+++ Provided material +++
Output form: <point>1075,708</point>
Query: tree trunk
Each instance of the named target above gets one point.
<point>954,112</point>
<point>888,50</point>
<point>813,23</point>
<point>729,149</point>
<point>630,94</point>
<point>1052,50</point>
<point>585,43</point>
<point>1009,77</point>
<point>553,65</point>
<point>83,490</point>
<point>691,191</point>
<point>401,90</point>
+++
■ **Work to do**
Convert the data above into a two-column CSV with the header input,output, giving each block of the data its own row: the text goes in input and the answer in output. Quote each field and replace line breaks with spaces.

■ **Complete response**
input,output
"Output form: <point>1075,708</point> Query: tree trunk Each instance of the named target above gets one point.","<point>954,112</point> <point>888,50</point> <point>813,23</point> <point>729,149</point> <point>630,94</point> <point>1052,50</point> <point>585,43</point> <point>1009,77</point> <point>553,65</point> <point>83,490</point> <point>691,191</point> <point>401,90</point>"